PROBLEM TO WORK ON :: Rewrite the stretch of the data below from the line containing "Question. Spot each instance of the white" through the end of the data, both ends included, keeping every line. Multiply each answer coordinate by 1.8 and round it to a whole number, with halves going up; leave the numbers in the requests and their format samples unchanged.

THE DATA ::
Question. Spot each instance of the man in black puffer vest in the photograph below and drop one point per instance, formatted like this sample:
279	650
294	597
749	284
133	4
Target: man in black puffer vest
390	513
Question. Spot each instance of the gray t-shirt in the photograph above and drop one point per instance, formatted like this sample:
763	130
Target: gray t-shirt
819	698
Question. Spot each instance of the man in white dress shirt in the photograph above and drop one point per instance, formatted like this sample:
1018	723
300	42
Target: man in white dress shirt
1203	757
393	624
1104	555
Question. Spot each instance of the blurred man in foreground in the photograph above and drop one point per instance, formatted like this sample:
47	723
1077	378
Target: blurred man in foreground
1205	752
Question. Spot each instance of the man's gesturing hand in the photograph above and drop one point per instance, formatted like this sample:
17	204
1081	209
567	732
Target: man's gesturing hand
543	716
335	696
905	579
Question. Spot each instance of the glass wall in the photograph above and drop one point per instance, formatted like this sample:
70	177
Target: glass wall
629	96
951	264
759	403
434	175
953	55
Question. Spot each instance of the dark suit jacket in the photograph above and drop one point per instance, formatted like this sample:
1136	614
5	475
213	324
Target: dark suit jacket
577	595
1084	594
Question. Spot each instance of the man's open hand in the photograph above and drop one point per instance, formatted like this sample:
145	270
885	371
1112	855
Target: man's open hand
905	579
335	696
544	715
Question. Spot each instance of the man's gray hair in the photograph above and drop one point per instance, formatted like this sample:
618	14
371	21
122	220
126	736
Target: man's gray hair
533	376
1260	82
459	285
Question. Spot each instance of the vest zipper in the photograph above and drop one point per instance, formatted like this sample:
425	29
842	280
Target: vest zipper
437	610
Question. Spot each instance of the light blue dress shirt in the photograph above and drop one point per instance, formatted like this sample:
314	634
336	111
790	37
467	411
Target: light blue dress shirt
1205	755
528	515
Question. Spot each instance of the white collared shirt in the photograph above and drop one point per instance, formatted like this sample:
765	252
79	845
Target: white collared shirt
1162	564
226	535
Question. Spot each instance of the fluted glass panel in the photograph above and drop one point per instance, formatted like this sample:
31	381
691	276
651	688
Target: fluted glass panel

OUTPUT FOR THIS TASK ::
Question. Spot each instance of the white collared shirt in the photograph above and drop one point per instance, formatted like this sample:
765	252
79	845
Target: white collared shirt
2092	1015
407	963
Question. Spot each instance of the fluted glass panel in the photograph above and drop one point per instance, formatted like this sample:
31	381
691	276
651	688
Target: fluted glass panel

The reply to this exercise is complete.